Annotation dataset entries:

** BEGIN **

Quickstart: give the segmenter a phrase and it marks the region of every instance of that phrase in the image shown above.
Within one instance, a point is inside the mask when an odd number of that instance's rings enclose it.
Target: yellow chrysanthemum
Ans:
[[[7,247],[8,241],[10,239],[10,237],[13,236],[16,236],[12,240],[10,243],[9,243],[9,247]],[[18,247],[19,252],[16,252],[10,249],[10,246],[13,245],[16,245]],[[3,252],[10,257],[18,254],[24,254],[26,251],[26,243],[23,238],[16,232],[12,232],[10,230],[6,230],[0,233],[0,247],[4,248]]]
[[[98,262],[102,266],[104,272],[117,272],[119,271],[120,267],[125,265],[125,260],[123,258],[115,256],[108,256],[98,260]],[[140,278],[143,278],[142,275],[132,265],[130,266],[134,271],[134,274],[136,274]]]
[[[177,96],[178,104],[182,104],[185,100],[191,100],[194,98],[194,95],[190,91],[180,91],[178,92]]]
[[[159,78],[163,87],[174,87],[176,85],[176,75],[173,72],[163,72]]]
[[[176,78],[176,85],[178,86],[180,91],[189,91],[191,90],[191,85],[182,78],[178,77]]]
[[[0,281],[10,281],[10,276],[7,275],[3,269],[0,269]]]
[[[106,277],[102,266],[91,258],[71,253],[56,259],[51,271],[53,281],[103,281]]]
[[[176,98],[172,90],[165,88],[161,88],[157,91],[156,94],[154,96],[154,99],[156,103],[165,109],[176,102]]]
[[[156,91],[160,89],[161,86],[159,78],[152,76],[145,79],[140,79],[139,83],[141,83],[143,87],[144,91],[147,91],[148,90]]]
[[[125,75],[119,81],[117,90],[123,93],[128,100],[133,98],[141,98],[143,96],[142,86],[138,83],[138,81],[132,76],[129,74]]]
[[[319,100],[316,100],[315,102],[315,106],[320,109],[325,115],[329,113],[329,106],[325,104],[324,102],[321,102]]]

** END **

Exercise goal: Locate each line in the rows above that contains the string "instance" and copy those lines out. Case counts.

Reply to the exercise:
Quickstart: give the segmenter a phrase and it marks the region of every instance of that phrase in the image shown above.
Within one instance, a point is inside the mask when an odd number of that instance's rings enclose it.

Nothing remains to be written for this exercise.